═════ TEXT PASSAGE ═════
A/D/O by MINI | Border Architecture



Border Architecture

From sinister structures to flashy branding exercises, border checkpoints are indicative of political climate and national pride.

Next to the brick mass of Friedrichstrasse railway station in the centre of Berlin is a lightweight 1960s pavilion that was informally called The Palace of Tears. Looking at it just as an architectural object, it's the sort of building that is very fashionable today. This optimistic piece of pop-modernist design, by the architect Horst Luderitz consists of a concrete rotunda with a swooping roof and a full-height glass facade. It was built in 1962 as a result of the erection of a distinctly uglier concrete structure the previous year – the Berlin Wall, or as it was officially known, the Anti-Fascist Protection Rampart. Really two extremely long, snaking walls with a heavily militarized and lethal border between, caked in graffiti on the West side and left untouched on the East, the Berlin Wall was the starkest image of a border you could imagine – a wall, and a killing field beyond it. The Palace of Tears was the polite face of the same border. One was “architecture”, one was not. In that, it has been influential.

The Palace of Tears acted as the main crossing between East and West Berlin

In thinking about the architecture of borders, that dual identity is always worth bearing In mind – you may find, as at an airport or a railway station, a checkpoint designed to create a feeling of arrival and departure, and beyond it, something much more sinister. So while the Berlin Wall had its checkpoints you could pass through, such as the famous Checkpoint Charlie in the city centre, most of those who crossed between the city's two halves did so at The Palace of Tears, which was connected with the city's divided public transport network – the tears were shed by those stuck in the East as they saw off their relatives, en route to the S-Bahn connection back to the West. This high tragedy of The Palace of Tears was paralleled at the road crossings between East and West Germany proper, such as the partly preserved Checkpoint Helmstedt – a simple space-frame over a motorway, the sort of border you could find anywhere; only beyond that was the electrified wire.

J Mayer H created a statement at the Georgia-Turkey border crossing at Sarpi. Photo by Marcus Buck

Borders, of the “hard” kind, have proliferated in recent years, as politics shifts towards paranoid nationalism; a European or American citizen with a passport generally doesn't see the wire, just the smoother checkpoints. A Eurostar passenger going between London and Paris sees today's equivalents of The Palace of Tears or Checkpoint Helmstedt at Gare de Nord and St Pancras, but they see the equivalents of the Berlin Wall only briefly, as at the terrifying array of fences surrounding Calais-Frethun station, which makes sure that those stuck in the “jungle” can't cross the English Channel illegally; seeing these on those occasions when the fast train slows down in Calais can be quite a shock.
═════
## AIM OF THE TASK
In the border architecture article, which architect designed The Palace of Tears?
═════ STORED ROWS ═════
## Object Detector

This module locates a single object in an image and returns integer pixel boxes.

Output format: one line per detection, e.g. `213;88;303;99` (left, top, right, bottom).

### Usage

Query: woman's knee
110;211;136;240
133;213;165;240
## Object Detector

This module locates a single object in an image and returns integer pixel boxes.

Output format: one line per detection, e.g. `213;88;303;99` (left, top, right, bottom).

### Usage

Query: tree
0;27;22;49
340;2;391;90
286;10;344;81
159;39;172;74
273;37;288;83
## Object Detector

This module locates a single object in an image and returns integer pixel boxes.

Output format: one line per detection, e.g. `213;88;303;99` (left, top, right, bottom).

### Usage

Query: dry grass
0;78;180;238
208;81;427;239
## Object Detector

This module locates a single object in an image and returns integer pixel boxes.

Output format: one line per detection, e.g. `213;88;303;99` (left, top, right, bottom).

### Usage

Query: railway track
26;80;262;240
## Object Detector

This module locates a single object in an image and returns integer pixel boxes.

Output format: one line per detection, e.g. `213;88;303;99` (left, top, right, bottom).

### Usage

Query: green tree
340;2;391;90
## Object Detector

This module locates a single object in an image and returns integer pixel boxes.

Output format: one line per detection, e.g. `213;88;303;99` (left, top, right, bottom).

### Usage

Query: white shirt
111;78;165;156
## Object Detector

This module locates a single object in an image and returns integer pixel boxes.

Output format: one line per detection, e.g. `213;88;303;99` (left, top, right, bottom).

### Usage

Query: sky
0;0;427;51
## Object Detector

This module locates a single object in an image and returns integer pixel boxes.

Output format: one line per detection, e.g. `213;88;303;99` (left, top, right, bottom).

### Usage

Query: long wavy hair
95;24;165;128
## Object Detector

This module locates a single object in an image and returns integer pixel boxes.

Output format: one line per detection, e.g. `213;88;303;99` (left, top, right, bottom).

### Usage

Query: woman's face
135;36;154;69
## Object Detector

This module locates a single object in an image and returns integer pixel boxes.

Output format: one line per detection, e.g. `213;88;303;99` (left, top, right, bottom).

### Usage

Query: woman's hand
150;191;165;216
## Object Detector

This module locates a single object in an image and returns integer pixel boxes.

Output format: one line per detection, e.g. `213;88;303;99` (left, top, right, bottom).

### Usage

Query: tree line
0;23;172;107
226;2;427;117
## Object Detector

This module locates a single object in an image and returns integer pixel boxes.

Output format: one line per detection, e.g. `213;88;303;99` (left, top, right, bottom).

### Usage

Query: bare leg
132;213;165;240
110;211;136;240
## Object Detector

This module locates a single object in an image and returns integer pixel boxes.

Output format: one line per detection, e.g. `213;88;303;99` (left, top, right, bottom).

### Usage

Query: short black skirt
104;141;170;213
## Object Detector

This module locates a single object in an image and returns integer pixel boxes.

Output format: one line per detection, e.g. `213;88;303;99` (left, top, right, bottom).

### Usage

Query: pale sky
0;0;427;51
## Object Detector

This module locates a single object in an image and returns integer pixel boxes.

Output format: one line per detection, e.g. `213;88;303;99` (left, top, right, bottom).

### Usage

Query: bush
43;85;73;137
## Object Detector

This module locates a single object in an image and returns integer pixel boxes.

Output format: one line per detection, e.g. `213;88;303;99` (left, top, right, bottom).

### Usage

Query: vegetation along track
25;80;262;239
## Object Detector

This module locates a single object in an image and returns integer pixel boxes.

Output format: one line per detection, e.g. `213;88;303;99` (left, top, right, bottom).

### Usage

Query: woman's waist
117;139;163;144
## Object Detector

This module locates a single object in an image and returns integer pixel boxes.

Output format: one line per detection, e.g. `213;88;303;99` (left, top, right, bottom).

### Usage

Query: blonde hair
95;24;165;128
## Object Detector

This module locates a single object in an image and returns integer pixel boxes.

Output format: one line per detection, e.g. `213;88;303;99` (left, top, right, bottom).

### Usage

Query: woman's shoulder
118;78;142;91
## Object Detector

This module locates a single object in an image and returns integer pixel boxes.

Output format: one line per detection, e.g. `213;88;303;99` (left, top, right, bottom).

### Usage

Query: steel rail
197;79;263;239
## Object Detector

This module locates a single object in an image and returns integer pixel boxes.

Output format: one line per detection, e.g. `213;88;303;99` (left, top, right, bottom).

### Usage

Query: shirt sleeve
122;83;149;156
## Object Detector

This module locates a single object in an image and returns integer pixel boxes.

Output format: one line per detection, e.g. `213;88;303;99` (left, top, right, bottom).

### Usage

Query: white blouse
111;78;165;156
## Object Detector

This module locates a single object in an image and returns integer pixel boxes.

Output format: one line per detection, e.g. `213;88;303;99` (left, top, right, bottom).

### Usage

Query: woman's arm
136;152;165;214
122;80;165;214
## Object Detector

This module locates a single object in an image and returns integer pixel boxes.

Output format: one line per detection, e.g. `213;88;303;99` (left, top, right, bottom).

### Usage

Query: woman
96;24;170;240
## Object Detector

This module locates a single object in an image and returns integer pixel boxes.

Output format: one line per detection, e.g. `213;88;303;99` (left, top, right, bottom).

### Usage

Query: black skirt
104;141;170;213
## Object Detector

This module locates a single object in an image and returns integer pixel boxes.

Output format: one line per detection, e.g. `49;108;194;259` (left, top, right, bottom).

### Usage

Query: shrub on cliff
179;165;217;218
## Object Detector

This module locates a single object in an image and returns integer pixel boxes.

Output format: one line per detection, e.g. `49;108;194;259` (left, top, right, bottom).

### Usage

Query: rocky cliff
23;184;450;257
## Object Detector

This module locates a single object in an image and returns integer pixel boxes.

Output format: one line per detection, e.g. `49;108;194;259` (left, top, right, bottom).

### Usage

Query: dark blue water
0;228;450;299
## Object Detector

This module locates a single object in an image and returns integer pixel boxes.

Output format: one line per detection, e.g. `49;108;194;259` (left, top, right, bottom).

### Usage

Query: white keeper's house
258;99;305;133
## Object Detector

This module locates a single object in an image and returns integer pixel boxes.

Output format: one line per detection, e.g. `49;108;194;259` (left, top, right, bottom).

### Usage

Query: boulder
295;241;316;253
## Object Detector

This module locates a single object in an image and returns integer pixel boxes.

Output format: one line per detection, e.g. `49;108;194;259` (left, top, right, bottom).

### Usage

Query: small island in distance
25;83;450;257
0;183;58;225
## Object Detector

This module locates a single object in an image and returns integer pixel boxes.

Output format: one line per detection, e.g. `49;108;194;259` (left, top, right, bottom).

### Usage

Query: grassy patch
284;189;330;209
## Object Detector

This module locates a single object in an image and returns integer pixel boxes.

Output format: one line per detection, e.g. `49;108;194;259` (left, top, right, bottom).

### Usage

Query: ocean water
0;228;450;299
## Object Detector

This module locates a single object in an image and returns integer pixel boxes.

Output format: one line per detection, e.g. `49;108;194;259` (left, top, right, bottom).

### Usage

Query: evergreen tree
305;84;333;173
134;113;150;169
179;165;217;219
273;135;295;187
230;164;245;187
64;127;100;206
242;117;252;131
═════
## FINAL RESULT
Horst Luderitz